* _Goals_:
#1 Return the introduction on combining data from different satellite sensors word for word, in its entirety.
#2 Retype the rows word for word, starting at the first row and ending at the line that contains "[[139, 201], [321, 156]]", with both of those lines included.
-- Start of Document --
1. Introduction
There are clear tendencies in the use of higher spatial resolution satellite sensors, both for land [
1,
2,
3] and water applications [
4]. The revisit time of these sensors has greatly improved since the launch of the two Sentinel-2 satellites. Still, in areas with frequent cloud coverage, the update frequency of cloud-free data can be considerably lower. A solution is to combine data from different missions in order to obtain more frequent observations. A combination of different sensors is also necessary when data from a sufficiently long time series are required for analysis. This is, for example, the case for agricultural monitoring in which anomaly analysis is a frequently used method to assess the agricultural production of the current growing season [
5,
6]. Combining the recent and temporally more dense Sentinel-2 data with an archive of similar datasets is then important [
5,
7]. The availability of sufficiently fine spatial resolution data with an adequate temporal frequency and sufficient spectral information is still considered as a challenge, e.g., in agricultural monitoring [
8,
9] and vegetation monitoring [
10,
11]. The use of multi-mission time series should also contribute to decrease the uncertainty in derived products [
12].
The joint use of data from different sensors raises some clear concerns about data consistency [
13,
14], and a seamless combination of EO products coming from different missions require corrections that account for the sensor differences. The Harmonized Landsat Sentinel-2 (HLS) dataset [
15] and Sen2Like tool [
16] include co-registration, the same atmospheric correction method for both sensors, bi-directional distribution function (BRDF) normalization, and correction for the differences in spectral response functions (SRF) to generate top-of-Canopy (TOC) reflectances and NDVI. Many publications exist that focus on one aspect of harmonizing data from similar sensors: radiometric gain assessment (e.g., [
17,
18,
19,
20,
21]), atmospheric correction (e.g., [
22,
23]), BRDF normalization (e.g., [
24]) and SRF correction (e.g., [
25,
26,
27,
28,
29]).
-- End of Document --
-- Start of Raw records --
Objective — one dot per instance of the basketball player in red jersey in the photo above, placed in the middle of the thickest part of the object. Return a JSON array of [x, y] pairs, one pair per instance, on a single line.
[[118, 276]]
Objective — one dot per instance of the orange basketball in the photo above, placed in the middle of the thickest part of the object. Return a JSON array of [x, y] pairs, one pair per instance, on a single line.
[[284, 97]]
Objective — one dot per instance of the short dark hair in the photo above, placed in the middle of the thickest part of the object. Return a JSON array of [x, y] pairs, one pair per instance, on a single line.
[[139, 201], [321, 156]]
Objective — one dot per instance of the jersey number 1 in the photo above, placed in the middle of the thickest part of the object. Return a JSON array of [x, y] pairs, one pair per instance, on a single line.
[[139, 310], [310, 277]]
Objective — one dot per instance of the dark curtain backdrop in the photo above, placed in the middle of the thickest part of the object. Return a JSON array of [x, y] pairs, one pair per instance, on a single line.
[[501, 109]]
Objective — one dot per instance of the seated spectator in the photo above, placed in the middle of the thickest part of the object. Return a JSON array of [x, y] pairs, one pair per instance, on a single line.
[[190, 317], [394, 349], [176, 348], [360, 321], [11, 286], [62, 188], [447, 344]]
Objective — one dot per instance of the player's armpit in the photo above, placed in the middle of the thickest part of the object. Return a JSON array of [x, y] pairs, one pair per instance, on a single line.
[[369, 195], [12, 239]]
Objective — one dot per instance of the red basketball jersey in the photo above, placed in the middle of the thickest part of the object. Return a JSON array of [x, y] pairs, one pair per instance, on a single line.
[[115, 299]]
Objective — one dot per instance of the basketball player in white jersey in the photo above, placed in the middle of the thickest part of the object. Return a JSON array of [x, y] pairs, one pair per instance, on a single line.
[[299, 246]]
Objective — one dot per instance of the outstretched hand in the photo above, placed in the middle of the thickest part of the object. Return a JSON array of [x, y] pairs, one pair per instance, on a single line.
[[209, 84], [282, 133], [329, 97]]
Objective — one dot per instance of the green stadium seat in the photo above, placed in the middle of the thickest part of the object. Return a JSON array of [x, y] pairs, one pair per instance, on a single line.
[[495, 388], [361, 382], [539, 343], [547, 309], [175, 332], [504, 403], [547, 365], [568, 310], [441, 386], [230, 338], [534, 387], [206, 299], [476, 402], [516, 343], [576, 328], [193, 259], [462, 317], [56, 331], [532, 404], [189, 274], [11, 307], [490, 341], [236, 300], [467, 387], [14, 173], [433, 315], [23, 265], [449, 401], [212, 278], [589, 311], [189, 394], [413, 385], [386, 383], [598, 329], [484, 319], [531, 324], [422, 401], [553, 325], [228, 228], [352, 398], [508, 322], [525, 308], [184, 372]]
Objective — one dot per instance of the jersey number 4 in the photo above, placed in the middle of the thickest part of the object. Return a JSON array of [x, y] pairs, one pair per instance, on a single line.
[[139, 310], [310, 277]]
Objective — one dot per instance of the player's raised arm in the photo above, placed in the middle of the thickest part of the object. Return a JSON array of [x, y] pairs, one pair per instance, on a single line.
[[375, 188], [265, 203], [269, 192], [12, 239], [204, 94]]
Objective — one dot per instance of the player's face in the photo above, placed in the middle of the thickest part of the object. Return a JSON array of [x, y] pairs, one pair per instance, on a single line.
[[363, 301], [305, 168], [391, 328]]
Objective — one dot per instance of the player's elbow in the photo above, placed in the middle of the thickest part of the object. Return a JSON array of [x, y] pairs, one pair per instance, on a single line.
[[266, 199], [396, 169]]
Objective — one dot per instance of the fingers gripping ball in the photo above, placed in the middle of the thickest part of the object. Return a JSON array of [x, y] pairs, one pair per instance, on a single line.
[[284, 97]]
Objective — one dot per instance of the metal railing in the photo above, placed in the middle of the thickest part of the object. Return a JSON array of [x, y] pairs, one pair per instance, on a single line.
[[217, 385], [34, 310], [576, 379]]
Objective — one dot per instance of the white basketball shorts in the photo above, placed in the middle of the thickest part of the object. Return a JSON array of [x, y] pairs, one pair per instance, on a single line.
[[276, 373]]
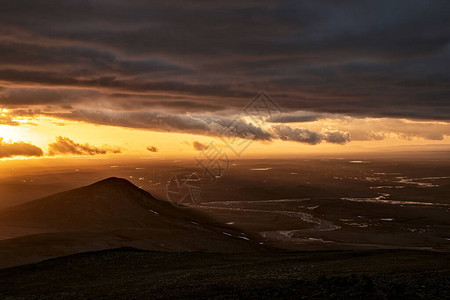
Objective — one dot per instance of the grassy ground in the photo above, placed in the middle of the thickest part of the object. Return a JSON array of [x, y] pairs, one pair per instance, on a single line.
[[128, 273]]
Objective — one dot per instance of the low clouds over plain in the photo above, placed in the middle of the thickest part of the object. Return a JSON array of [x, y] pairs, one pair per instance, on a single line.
[[365, 58]]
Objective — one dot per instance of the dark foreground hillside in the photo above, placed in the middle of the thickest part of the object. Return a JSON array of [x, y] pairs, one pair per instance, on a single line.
[[127, 273]]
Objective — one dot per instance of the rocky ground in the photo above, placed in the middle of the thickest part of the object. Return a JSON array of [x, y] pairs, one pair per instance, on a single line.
[[128, 273]]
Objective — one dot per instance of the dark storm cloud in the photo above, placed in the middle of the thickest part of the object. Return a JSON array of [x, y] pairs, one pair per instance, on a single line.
[[204, 125], [365, 58], [66, 146], [287, 133], [199, 146], [18, 149]]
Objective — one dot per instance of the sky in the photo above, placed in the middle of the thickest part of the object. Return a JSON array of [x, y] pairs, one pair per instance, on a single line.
[[140, 78]]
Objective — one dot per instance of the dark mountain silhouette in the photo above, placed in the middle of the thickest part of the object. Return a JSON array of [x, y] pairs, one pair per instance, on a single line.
[[107, 214]]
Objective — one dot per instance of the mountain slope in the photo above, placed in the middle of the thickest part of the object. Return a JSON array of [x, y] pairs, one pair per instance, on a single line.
[[108, 214]]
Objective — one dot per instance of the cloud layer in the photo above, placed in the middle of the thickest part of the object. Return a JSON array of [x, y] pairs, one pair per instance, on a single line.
[[65, 146], [362, 58]]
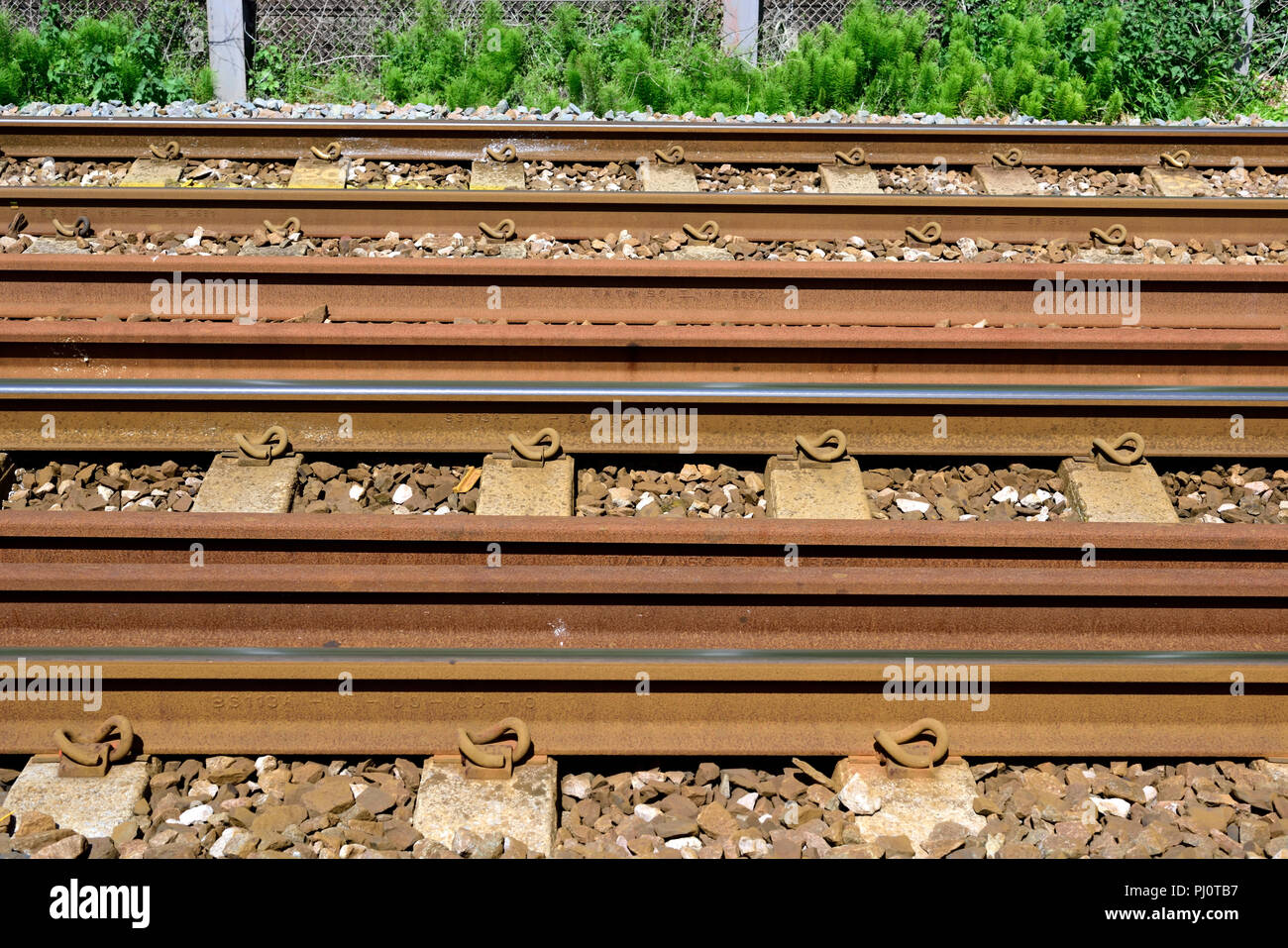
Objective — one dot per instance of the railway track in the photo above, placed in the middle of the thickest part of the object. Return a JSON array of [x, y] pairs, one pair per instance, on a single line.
[[576, 215], [612, 141], [746, 656]]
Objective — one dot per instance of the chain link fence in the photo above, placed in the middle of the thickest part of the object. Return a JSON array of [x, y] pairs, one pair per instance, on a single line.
[[346, 31], [334, 31]]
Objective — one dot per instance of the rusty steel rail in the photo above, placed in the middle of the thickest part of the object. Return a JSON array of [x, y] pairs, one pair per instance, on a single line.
[[612, 141], [583, 215], [642, 291], [642, 356], [726, 420], [743, 653]]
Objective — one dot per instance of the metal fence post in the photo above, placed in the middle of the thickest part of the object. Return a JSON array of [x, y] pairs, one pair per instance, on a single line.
[[227, 31], [741, 29], [1249, 20]]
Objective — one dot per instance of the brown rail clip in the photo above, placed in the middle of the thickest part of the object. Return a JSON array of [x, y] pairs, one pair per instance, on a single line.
-- End of Raw records --
* _Written answers_:
#1
1. Introduction
There are clear tendencies in the use of higher spatial resolution satellite sensors, both for land [
1,
2,
3] and water applications [
4]. The revisit time of these sensors has greatly improved since the launch of the two Sentinel-2 satellites. Still, in areas with frequent cloud coverage, the update frequency of cloud-free data can be considerably lower. A solution is to combine data from different missions in order to obtain more frequent observations. A combination of different sensors is also necessary when data from a sufficiently long time series are required for analysis. This is, for example, the case for agricultural monitoring in which anomaly analysis is a frequently used method to assess the agricultural production of the current growing season [
5,
6]. Combining the recent and temporally more dense Sentinel-2 data with an archive of similar datasets is then important [
5,
7]. The availability of sufficiently fine spatial resolution data with an adequate temporal frequency and sufficient spectral information is still considered as a challenge, e.g., in agricultural monitoring [
8,
9] and vegetation monitoring [
10,
11]. The use of multi-mission time series should also contribute to decrease the uncertainty in derived products [
12].
The joint use of data from different sensors raises some clear concerns about data consistency [
13,
14], and a seamless combination of EO products coming from different missions require corrections that account for the sensor differences. The Harmonized Landsat Sentinel-2 (HLS) dataset [
15] and Sen2Like tool [
16] include co-registration, the same atmospheric correction method for both sensors, bi-directional distribution function (BRDF) normalization, and correction for the differences in spectral response functions (SRF) to generate top-of-Canopy (TOC) reflectances and NDVI. Many publications exist that focus on one aspect of harmonizing data from similar sensors: radiometric gain assessment (e.g., [
17,
18,
19,
20,
21]), atmospheric correction (e.g., [
22,
23]), BRDF normalization (e.g., [
24]) and SRF correction (e.g., [
25,
26,
27,
28,
29]).

#2
Objective — one dot per instance of the basketball player in red jersey in the photo above, placed in the middle of the thickest part of the object. Return a JSON array of [x, y] pairs, one pair per instance, on a single line.
[[118, 276]]
Objective — one dot per instance of the orange basketball in the photo above, placed in the middle of the thickest part of the object. Return a JSON array of [x, y] pairs, one pair per instance, on a single line.
[[284, 97]]
Objective — one dot per instance of the short dark hair in the photo above, placed in the middle of the thickest part of the object. Return a JSON array of [x, y] pairs, one pair per instance, on a single line.
[[139, 201], [321, 156]]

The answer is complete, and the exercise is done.